Hof Arnhem-Leeuwarden acht het aannemelijk dat het onmogelijk maken van de heffing van dividendbelasting de doorslaggevende reden is geweest voor het verplaatsen van de werkelijke leiding. De Hoge Raad oordeelt dat de middelen of klachten niet tot cassatie kunnen leiden (art. 81 Wet RO).

Belanghebbende, X bv, is een naar Nederlands recht opgerichte bv. In geschil is of terecht dividendbelasting is ingehouden. In 2008 verplaatst X bv haar zetel naar Curacao. In 2012 keert X bv een dividend uit van € 1000. Het geschil spitst zich toe op de vraag of art. 34 lid 2 BRK van toepassing is.

Fragmenten uit gegevens:
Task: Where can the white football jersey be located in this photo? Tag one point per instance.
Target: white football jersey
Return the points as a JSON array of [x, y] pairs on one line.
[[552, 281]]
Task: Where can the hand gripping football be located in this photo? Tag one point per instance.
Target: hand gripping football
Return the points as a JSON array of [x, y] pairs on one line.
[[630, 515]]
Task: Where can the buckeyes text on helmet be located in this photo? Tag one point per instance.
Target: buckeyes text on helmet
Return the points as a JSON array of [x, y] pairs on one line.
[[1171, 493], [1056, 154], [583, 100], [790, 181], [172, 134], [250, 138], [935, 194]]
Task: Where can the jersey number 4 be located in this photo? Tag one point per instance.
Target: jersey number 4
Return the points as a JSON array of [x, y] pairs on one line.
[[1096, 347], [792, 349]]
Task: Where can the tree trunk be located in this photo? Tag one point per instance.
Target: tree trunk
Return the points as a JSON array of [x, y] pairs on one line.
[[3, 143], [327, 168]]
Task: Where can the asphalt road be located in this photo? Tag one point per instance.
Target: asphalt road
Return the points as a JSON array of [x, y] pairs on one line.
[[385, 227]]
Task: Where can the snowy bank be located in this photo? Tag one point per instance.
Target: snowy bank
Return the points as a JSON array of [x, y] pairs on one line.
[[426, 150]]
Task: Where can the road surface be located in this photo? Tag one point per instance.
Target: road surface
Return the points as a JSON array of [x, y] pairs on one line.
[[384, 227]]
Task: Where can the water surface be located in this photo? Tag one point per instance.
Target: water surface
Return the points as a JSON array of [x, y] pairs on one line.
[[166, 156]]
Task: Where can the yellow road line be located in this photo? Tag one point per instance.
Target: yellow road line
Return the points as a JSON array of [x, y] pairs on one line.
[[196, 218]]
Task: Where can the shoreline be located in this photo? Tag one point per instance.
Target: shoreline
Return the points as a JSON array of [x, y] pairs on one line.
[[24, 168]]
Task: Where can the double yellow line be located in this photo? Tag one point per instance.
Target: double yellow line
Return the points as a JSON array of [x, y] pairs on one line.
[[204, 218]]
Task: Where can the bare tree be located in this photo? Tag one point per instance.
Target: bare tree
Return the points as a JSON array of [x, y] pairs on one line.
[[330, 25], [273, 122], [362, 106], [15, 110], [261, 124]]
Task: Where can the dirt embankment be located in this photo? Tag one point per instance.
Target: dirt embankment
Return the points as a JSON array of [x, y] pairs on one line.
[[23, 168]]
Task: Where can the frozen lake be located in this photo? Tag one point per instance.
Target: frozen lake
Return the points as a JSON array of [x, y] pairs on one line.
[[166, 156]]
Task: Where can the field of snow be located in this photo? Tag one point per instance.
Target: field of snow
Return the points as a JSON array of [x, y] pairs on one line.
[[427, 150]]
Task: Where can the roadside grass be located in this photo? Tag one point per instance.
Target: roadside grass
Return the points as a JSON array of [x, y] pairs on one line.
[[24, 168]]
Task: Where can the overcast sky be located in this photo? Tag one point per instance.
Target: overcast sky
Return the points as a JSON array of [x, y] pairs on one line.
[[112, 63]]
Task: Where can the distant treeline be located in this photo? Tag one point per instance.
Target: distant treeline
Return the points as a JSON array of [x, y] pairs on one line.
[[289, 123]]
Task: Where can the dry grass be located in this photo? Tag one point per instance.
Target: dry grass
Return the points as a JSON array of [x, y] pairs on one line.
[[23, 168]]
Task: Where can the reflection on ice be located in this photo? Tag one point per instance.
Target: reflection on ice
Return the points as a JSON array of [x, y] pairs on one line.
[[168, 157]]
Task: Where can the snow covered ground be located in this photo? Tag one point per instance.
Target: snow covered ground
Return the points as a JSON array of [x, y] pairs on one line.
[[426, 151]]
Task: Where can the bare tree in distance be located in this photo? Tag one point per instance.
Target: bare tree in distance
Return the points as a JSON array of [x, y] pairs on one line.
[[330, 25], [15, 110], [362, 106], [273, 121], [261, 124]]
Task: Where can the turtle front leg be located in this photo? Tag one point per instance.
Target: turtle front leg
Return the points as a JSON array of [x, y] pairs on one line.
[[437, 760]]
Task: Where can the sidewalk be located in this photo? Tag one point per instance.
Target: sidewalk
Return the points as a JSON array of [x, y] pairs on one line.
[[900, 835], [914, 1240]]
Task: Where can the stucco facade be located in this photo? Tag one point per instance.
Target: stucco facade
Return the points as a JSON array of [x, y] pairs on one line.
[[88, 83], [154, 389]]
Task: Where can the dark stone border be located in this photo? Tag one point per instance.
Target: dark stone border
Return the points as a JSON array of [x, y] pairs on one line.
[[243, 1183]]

Verplichte opdrachten:
- a) Herhaal letterlijk het stuk uit de tekst over de dividendbelasting dat begint met de woorden "Hof Arnhem-Leeuwarden acht" en eindigt met "van toepassing is.".
- b) Welke reden voor het verplaatsen van de werkelijke leiding houdt het hof volgens de tekst over de dividendbelasting voor aannemelijk? Licht dit toe in één tot drie zinnen.
- c) Zet de tekst over de dividendbelasting voort na de laatste zin.

Antwoorden per opdracht:
- a)
Hof Arnhem-Leeuwarden acht het aannemelijk dat het onmogelijk maken van de heffing van dividendbelasting de doorslaggevende reden is geweest voor het verplaatsen van de werkelijke leiding. De Hoge Raad oordeelt dat de middelen of klachten niet tot cassatie kunnen leiden (art. 81 Wet RO).

Belanghebbende, X bv, is een naar Nederlands recht opgerichte bv. In geschil is of terecht dividendbelasting is ingehouden. In 2008 verplaatst X bv haar zetel naar Curacao. In 2012 keert X bv een dividend uit van € 1000. Het geschil spitst zich toe op de vraag of art. 34 lid 2 BRK van toepassing is.

- b) Het Hof Arnhem-Leeuwarden acht het aannemelijk dat het onmogelijk maken van de heffing van dividendbelasting de doorslaggevende reden is geweest voor het verplaatsen van de werkelijke leiding.

- c)
Hof Arnhem-Leeuwarden (MK III, 28 oktober 2014, 13/01307,  V-N 2015/6.2.1) acht het aannemelijk dat het onmogelijk maken van de heffing van dividendbelasting de doorslaggevende reden is geweest voor het verplaatsen van de werkelijke leiding naar Curacao. De door X bv naast het dividendbelastingmotief aangevoerde fiscale en persoonlijke overwegingen noopten volgens het hof niet tot verplaatsing van de werkelijke leiding dan wel waren niet meer dan bijkomstige motieven voor het verplaatsen van de werkelijke leiding. X bv heeft terecht dividendbelasting ingehouden op het aan haar aandeelhouder ter beschikking gestelde dividend. Het hof stemt ten slotte in met de beslissing van de rechtbank om geen proceskostenvergoeding toe te kennen voor rechtsbijstand voor een ‘mede-gemachtigde'. Het Besluit proceskosten bestuursrecht voorziet hierin niet. De Hoge Raad oordeelt dat de middelen of klachten niet tot cassatie kunnen leiden (art. 81 Wet RO).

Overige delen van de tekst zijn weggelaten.